[Natural-language object grounding data]
=== Begin Enclosure ===

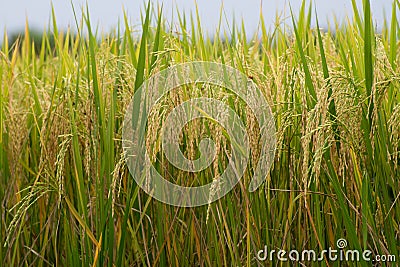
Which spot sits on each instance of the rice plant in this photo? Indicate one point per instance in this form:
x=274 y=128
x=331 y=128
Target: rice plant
x=68 y=198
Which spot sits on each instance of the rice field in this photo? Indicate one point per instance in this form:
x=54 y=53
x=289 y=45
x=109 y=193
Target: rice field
x=68 y=198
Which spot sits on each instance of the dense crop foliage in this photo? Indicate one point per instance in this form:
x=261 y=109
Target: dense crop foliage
x=68 y=199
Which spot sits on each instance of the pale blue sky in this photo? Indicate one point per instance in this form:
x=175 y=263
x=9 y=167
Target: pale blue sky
x=106 y=13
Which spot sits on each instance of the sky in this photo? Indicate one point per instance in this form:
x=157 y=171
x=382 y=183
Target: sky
x=105 y=14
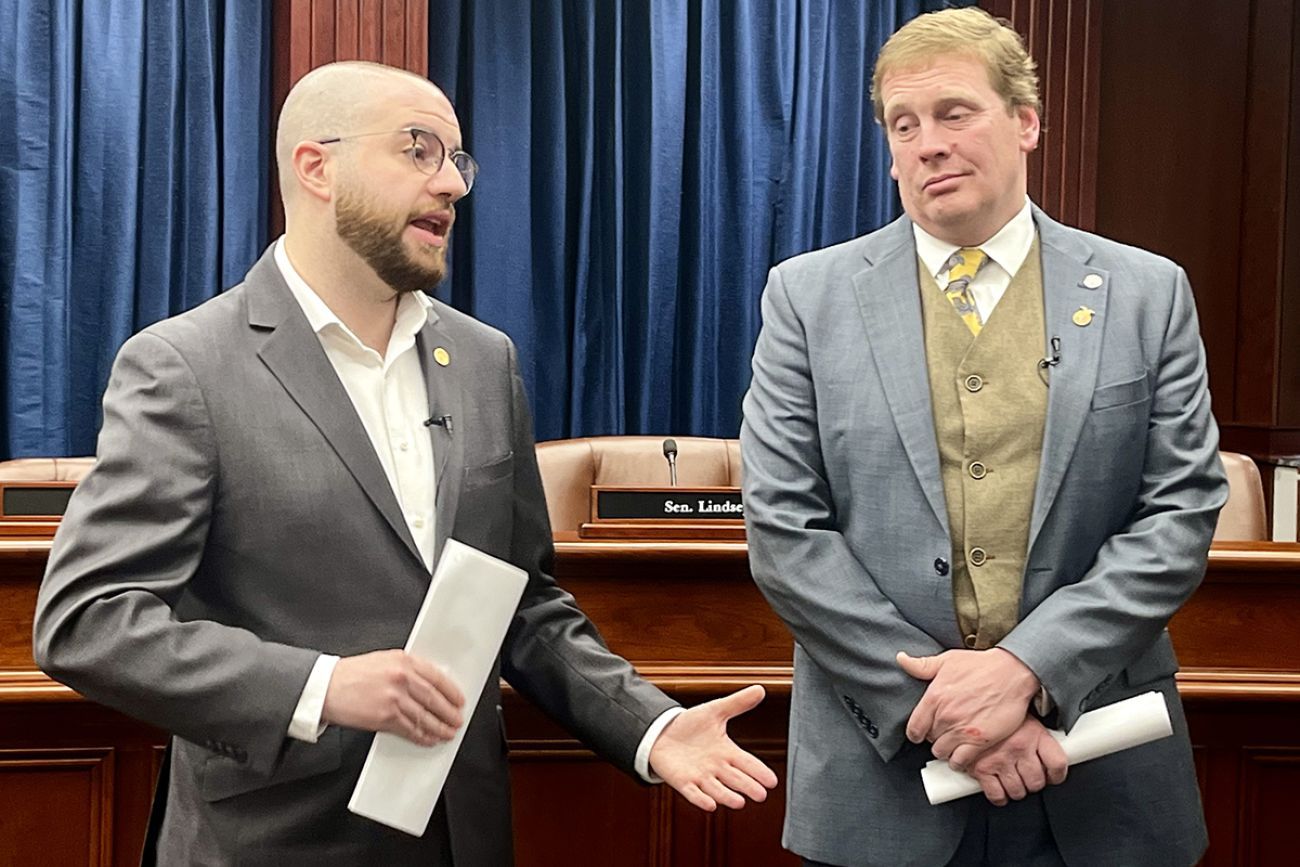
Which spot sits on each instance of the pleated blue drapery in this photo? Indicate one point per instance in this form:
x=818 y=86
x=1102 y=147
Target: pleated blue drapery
x=644 y=164
x=133 y=185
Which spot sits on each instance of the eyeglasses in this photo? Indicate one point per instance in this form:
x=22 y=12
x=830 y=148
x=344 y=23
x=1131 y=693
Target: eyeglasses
x=427 y=151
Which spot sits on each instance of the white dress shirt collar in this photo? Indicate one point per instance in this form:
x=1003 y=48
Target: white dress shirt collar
x=412 y=313
x=1008 y=247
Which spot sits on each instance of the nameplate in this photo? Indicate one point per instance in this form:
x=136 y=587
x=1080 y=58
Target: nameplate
x=692 y=504
x=34 y=501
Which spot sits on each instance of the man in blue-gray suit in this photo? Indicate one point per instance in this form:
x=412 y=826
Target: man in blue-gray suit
x=980 y=476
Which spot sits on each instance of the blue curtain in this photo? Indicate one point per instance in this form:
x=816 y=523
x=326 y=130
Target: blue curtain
x=644 y=164
x=134 y=159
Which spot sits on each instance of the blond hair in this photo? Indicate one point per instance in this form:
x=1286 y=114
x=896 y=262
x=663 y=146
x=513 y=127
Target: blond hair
x=969 y=33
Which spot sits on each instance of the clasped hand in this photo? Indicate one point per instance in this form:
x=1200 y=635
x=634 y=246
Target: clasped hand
x=975 y=714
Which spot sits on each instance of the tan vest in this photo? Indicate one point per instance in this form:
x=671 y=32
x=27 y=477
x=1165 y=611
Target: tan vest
x=989 y=399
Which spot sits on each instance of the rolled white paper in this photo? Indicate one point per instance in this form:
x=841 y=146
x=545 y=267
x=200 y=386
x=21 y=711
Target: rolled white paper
x=1132 y=722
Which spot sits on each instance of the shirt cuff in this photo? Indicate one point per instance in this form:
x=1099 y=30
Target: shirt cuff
x=307 y=724
x=642 y=761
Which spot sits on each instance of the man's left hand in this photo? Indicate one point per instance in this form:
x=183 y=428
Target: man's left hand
x=694 y=755
x=975 y=699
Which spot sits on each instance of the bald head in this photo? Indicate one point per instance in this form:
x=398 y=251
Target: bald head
x=338 y=99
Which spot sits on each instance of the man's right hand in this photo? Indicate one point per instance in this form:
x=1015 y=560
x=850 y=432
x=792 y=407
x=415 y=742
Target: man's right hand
x=390 y=690
x=1027 y=761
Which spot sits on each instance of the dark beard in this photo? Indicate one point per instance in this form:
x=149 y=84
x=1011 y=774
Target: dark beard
x=380 y=246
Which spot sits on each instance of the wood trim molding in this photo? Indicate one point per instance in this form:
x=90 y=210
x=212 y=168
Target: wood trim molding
x=95 y=762
x=1065 y=39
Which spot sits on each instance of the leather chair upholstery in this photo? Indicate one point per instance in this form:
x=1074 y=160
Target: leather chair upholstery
x=570 y=467
x=44 y=469
x=1243 y=516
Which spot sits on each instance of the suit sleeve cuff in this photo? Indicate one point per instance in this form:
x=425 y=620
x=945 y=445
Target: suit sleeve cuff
x=307 y=724
x=1043 y=703
x=648 y=740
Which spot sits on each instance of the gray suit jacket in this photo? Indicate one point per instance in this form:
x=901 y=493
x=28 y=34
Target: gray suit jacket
x=849 y=538
x=238 y=523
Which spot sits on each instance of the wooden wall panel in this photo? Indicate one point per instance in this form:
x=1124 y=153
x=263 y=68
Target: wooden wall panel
x=1199 y=159
x=1065 y=39
x=1270 y=780
x=1171 y=157
x=307 y=34
x=57 y=806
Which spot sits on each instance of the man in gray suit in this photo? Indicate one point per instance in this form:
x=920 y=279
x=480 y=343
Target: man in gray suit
x=980 y=476
x=277 y=473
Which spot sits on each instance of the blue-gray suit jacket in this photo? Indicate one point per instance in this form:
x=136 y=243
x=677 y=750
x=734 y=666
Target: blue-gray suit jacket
x=848 y=527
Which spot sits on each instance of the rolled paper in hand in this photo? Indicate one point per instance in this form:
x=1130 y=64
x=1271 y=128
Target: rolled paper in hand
x=1132 y=722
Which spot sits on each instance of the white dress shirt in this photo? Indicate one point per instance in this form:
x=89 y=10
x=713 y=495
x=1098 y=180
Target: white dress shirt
x=389 y=395
x=1005 y=250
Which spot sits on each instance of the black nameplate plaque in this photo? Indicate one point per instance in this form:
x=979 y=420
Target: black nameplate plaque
x=34 y=501
x=683 y=504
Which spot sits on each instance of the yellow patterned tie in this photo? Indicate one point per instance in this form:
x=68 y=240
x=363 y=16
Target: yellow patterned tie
x=961 y=269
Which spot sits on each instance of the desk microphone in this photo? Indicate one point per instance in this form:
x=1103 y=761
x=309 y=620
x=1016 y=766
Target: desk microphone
x=1056 y=355
x=441 y=421
x=670 y=451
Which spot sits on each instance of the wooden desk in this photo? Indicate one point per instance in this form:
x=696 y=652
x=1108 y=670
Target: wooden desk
x=76 y=777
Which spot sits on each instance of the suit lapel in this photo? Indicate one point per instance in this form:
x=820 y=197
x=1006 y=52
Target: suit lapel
x=1069 y=285
x=295 y=358
x=449 y=441
x=891 y=313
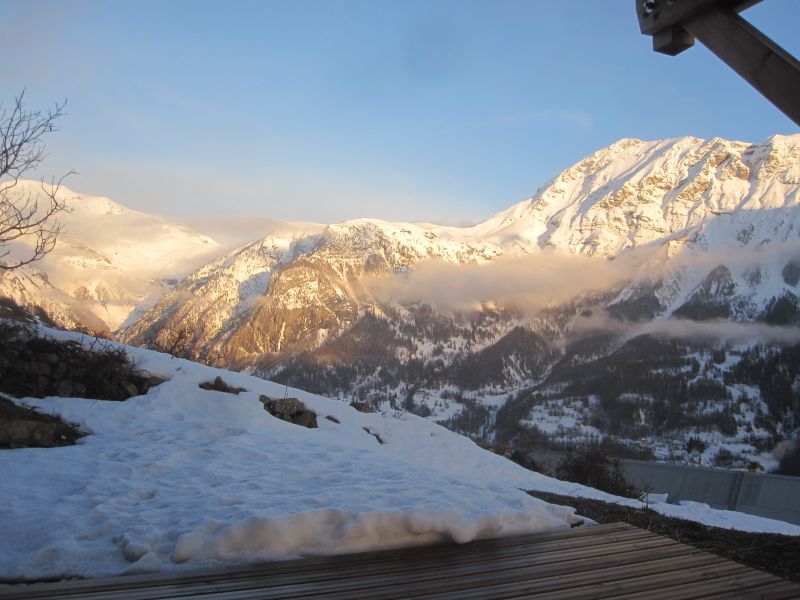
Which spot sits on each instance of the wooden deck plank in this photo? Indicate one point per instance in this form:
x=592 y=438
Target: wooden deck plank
x=741 y=583
x=433 y=581
x=345 y=566
x=587 y=535
x=571 y=581
x=603 y=561
x=772 y=590
x=400 y=571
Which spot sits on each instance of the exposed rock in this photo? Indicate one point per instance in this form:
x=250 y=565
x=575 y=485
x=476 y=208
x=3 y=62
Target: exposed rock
x=375 y=435
x=291 y=410
x=791 y=272
x=219 y=385
x=38 y=366
x=22 y=427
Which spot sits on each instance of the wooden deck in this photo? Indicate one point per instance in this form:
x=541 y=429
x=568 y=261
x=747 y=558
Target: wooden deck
x=606 y=561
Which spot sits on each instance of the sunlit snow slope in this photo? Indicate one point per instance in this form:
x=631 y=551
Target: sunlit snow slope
x=108 y=261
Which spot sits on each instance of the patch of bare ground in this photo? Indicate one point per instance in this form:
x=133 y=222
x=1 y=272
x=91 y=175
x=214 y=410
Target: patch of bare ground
x=776 y=554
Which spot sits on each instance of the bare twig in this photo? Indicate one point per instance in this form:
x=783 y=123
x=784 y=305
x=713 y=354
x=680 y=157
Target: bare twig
x=24 y=213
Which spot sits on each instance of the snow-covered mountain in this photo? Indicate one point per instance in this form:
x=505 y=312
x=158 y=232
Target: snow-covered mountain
x=108 y=262
x=187 y=477
x=681 y=257
x=714 y=219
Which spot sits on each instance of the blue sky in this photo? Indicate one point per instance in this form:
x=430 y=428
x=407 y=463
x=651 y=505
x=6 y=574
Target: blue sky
x=437 y=110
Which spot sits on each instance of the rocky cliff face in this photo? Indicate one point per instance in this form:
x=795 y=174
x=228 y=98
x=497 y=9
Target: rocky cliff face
x=687 y=256
x=717 y=216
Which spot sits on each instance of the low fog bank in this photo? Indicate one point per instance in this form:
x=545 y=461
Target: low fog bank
x=528 y=283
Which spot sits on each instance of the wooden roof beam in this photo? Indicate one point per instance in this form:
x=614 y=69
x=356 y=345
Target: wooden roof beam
x=674 y=25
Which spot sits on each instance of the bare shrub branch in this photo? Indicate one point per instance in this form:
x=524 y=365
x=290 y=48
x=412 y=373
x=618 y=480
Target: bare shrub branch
x=24 y=213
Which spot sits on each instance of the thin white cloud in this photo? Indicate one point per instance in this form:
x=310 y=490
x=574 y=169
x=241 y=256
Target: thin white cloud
x=578 y=119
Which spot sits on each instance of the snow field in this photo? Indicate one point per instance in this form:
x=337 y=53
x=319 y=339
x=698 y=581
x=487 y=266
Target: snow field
x=184 y=478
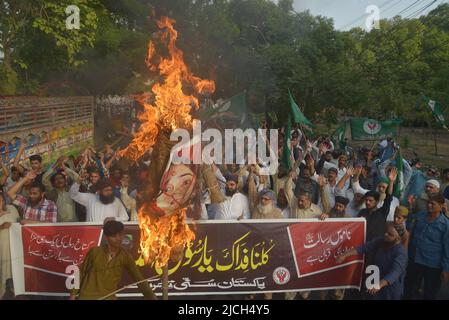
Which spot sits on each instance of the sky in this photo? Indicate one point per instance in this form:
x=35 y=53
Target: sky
x=346 y=12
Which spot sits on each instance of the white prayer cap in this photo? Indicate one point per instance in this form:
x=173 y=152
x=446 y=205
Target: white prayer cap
x=383 y=143
x=433 y=182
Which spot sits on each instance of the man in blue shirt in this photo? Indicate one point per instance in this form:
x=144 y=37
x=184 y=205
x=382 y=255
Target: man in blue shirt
x=428 y=250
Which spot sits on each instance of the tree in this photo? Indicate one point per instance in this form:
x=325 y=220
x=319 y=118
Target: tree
x=49 y=17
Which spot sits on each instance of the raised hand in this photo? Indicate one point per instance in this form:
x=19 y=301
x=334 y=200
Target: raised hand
x=393 y=175
x=292 y=174
x=31 y=175
x=358 y=171
x=350 y=171
x=411 y=199
x=322 y=181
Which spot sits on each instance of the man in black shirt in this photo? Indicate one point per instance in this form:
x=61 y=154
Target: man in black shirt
x=376 y=217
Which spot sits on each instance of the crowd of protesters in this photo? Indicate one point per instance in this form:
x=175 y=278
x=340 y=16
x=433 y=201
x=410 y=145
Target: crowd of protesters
x=407 y=234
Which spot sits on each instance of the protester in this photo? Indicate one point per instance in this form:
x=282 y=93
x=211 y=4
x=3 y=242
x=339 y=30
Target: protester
x=429 y=250
x=399 y=223
x=236 y=205
x=101 y=205
x=390 y=256
x=57 y=186
x=8 y=215
x=103 y=267
x=35 y=208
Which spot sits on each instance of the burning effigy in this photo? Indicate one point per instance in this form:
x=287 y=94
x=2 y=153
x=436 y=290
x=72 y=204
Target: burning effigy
x=170 y=186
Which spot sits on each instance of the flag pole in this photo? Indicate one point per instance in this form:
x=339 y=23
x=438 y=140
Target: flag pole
x=165 y=282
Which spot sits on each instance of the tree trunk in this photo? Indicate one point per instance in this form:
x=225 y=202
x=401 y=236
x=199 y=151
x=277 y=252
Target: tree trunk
x=8 y=77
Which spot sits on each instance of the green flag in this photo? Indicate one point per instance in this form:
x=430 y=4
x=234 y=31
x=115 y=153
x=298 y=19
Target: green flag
x=338 y=137
x=297 y=115
x=286 y=152
x=371 y=129
x=435 y=106
x=399 y=183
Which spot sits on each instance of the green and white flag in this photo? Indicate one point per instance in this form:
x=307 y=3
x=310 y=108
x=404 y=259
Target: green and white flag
x=297 y=116
x=286 y=151
x=338 y=136
x=372 y=129
x=399 y=183
x=435 y=106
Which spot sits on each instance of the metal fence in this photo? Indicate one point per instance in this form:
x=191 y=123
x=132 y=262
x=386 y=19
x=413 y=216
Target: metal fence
x=27 y=113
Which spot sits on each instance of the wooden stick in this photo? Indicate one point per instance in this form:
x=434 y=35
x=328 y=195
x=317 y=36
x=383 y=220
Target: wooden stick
x=165 y=283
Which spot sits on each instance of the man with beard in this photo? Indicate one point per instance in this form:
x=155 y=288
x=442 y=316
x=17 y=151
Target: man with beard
x=356 y=200
x=376 y=217
x=445 y=185
x=35 y=208
x=266 y=208
x=420 y=205
x=329 y=188
x=301 y=207
x=305 y=184
x=35 y=164
x=103 y=267
x=101 y=205
x=236 y=205
x=283 y=204
x=56 y=185
x=88 y=185
x=391 y=259
x=338 y=211
x=429 y=250
x=382 y=187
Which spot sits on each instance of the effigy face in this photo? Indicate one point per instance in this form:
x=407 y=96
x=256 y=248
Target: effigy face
x=176 y=190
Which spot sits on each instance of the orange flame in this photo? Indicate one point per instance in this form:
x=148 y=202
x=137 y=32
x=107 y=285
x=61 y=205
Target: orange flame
x=169 y=110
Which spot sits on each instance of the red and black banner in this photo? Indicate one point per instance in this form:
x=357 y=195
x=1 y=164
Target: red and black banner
x=227 y=257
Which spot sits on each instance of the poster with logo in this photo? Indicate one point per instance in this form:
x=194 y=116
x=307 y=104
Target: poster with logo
x=227 y=257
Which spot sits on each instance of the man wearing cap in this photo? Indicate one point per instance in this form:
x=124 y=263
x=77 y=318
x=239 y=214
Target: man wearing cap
x=301 y=206
x=420 y=205
x=266 y=208
x=101 y=205
x=338 y=210
x=375 y=216
x=103 y=267
x=445 y=185
x=428 y=250
x=236 y=205
x=382 y=187
x=355 y=196
x=329 y=188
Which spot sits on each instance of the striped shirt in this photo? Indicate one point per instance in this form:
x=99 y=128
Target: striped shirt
x=45 y=211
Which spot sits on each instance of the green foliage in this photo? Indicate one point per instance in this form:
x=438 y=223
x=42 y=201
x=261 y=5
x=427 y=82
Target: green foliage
x=254 y=45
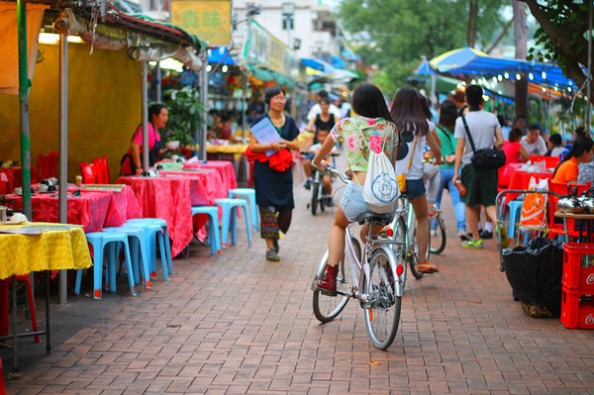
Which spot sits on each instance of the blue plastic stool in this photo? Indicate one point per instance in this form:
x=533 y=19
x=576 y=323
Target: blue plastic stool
x=213 y=222
x=229 y=207
x=99 y=240
x=139 y=242
x=157 y=226
x=515 y=212
x=250 y=195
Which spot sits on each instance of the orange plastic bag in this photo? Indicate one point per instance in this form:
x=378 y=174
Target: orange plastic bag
x=534 y=208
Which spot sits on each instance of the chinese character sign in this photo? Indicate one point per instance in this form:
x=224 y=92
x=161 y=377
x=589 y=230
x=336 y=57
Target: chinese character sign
x=210 y=20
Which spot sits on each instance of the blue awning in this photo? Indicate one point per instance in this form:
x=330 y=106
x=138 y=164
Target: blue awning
x=220 y=55
x=470 y=62
x=336 y=62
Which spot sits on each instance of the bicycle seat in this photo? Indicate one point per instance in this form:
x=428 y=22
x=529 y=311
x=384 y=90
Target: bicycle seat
x=370 y=216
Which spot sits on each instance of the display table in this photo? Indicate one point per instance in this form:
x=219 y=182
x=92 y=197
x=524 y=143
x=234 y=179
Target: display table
x=94 y=210
x=167 y=198
x=34 y=247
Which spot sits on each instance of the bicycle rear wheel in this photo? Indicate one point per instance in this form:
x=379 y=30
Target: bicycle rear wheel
x=382 y=314
x=315 y=193
x=438 y=240
x=326 y=308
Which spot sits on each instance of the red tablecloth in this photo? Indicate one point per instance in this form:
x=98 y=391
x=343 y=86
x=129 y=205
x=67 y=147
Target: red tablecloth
x=205 y=185
x=520 y=179
x=167 y=198
x=226 y=171
x=14 y=175
x=90 y=209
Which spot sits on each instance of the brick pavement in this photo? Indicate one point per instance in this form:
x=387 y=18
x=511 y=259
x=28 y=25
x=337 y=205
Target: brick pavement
x=238 y=324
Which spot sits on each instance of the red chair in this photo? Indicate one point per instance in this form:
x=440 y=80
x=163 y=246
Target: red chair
x=47 y=166
x=87 y=171
x=551 y=161
x=4 y=286
x=101 y=170
x=555 y=227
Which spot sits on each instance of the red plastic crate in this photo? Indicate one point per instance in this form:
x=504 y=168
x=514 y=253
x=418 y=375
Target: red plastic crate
x=575 y=275
x=577 y=309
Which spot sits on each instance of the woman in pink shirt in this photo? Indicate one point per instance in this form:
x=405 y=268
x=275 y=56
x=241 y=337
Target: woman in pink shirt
x=132 y=161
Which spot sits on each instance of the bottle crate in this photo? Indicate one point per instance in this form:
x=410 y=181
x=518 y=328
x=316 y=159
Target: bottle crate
x=578 y=266
x=577 y=309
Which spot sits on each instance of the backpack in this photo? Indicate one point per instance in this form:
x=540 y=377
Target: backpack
x=380 y=190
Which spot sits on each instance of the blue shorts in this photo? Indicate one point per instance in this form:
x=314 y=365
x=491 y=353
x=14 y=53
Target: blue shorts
x=415 y=188
x=352 y=202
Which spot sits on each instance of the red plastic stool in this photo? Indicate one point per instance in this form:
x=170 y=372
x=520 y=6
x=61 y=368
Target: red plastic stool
x=4 y=286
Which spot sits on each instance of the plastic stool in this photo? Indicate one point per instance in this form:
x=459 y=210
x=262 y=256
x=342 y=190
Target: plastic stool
x=229 y=207
x=164 y=235
x=250 y=195
x=515 y=212
x=139 y=241
x=99 y=240
x=213 y=221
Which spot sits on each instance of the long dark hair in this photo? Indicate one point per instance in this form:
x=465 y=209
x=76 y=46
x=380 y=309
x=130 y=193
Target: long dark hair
x=369 y=102
x=582 y=143
x=407 y=112
x=447 y=115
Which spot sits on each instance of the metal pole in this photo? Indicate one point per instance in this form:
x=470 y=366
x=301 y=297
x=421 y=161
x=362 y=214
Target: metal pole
x=158 y=87
x=145 y=120
x=24 y=85
x=204 y=99
x=63 y=179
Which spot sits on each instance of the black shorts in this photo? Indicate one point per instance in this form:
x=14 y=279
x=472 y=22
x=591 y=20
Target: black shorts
x=481 y=186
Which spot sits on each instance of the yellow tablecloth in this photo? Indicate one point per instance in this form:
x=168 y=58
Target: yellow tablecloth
x=51 y=250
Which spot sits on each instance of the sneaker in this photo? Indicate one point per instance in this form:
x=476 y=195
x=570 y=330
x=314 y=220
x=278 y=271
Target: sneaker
x=473 y=243
x=486 y=234
x=271 y=255
x=462 y=235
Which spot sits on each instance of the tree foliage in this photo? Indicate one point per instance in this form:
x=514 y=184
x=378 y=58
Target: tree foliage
x=562 y=35
x=402 y=31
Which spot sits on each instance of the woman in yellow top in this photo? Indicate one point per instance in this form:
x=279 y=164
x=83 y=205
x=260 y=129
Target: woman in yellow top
x=581 y=152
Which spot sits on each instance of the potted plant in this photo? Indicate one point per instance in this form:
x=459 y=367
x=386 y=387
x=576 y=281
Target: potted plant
x=186 y=115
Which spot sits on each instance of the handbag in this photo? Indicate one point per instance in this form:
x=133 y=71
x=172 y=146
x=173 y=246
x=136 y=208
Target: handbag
x=486 y=158
x=401 y=178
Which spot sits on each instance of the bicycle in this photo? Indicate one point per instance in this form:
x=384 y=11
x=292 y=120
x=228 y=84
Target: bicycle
x=376 y=278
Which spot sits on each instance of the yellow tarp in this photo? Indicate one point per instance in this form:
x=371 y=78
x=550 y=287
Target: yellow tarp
x=9 y=56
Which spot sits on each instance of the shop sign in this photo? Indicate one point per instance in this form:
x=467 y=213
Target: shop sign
x=210 y=20
x=264 y=49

=== End Enclosure ===

- _What is needed_:
The lines from the one with "Which spot sits on each instance of the bicycle in" through the final line of the data are to be reproduced exactly, both included, with no other lines.

- _Task result_:
Which spot sits on each instance of the bicycle in this photo? Indicate one point per instance in this form:
x=384 y=11
x=292 y=120
x=228 y=84
Target: bicycle
x=376 y=278
Which spot sits on each instance of the yellow tarp in this photo? Indicate one point per instance in this form:
x=371 y=78
x=550 y=287
Target: yellow tarp
x=9 y=56
Which spot sits on each instance of the shop sign in this photo? Indicate one point per instance in this form:
x=467 y=213
Target: shop sign
x=210 y=20
x=264 y=49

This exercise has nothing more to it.